Render the items as a two-column CSV with the headers item and response, one row per item holding its text and its answer, each in a single quoted field with line breaks replaced by spaces. Begin at the line that contains "Mark every instance of the paved" and stop after the last line of the items.

>> begin Provided records

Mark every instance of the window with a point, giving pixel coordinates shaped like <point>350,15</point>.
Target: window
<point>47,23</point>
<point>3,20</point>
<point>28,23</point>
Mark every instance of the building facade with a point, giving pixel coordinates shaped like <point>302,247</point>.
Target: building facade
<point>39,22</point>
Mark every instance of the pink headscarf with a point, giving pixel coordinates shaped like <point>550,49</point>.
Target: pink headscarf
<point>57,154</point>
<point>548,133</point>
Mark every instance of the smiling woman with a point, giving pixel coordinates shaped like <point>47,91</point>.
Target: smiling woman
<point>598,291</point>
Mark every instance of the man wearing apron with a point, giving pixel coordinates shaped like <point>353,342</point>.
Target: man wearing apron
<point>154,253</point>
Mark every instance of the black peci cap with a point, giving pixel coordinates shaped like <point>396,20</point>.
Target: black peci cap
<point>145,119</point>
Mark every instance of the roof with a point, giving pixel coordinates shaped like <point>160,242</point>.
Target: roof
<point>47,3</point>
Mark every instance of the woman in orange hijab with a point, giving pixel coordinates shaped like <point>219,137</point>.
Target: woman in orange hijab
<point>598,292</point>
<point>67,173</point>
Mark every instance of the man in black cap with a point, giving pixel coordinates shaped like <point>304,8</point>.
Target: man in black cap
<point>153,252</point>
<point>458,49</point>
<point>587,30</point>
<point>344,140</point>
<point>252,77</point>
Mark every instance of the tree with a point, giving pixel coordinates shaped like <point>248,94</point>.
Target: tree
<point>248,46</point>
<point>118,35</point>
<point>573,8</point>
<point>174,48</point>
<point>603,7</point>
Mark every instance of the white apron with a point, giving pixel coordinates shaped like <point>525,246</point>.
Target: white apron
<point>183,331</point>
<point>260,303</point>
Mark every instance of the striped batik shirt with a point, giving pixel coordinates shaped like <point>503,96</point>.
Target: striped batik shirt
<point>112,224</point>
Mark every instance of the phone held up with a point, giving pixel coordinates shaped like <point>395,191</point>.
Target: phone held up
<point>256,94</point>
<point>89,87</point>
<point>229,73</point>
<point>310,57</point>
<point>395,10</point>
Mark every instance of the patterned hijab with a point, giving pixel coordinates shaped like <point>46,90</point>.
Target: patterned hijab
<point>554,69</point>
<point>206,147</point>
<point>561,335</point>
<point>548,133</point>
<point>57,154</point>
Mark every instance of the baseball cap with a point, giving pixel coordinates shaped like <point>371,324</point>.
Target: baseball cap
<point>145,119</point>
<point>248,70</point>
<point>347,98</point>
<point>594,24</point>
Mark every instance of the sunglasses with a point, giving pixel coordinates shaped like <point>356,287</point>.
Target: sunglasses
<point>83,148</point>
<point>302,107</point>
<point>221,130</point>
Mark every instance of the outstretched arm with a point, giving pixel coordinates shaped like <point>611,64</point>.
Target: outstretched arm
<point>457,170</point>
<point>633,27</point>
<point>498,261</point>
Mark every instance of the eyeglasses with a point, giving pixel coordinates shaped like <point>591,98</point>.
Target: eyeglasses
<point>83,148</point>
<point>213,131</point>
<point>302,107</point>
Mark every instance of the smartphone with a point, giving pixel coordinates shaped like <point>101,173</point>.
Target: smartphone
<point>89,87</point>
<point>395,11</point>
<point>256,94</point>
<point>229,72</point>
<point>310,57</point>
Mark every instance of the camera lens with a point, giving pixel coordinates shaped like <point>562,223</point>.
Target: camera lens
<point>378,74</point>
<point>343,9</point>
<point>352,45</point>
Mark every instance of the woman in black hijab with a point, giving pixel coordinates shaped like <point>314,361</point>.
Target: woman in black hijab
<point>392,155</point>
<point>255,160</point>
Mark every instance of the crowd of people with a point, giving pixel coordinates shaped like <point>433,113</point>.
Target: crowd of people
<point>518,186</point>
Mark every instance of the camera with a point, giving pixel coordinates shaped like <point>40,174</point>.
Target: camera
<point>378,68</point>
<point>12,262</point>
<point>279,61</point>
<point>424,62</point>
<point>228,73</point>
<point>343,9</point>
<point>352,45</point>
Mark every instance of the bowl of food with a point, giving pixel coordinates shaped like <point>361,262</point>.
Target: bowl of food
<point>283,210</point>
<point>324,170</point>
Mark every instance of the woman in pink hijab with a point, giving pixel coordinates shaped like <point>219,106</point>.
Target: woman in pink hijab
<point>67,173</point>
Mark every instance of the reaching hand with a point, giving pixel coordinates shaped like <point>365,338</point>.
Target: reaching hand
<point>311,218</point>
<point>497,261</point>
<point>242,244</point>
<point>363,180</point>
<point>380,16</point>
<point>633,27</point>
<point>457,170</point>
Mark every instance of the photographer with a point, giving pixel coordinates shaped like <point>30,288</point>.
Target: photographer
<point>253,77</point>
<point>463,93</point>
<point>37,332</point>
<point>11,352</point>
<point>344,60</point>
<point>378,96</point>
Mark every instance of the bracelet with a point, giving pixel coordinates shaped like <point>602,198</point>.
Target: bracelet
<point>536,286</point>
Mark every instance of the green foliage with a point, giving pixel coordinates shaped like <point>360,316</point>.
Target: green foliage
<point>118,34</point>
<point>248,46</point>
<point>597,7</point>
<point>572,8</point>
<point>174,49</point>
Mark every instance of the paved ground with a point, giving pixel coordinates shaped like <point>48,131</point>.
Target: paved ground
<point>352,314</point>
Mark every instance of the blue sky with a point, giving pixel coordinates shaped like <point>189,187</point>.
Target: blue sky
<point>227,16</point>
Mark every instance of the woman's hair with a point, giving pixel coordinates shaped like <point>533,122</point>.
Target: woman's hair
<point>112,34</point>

>> end Provided records

» **Output of the exercise**
item,response
"Mark every instance of the paved ground with a point, giving pixel coordinates shaped like <point>48,131</point>. Target: paved ground","<point>352,314</point>"
"Mark every instance of the blue sky with a point, giving pixel coordinates shaped like <point>189,187</point>. Target: blue sky","<point>227,16</point>"
"Mark every instance of the woman's hair with a point, giving pixel coordinates shaped like <point>533,122</point>. Target: woman's hair","<point>112,34</point>"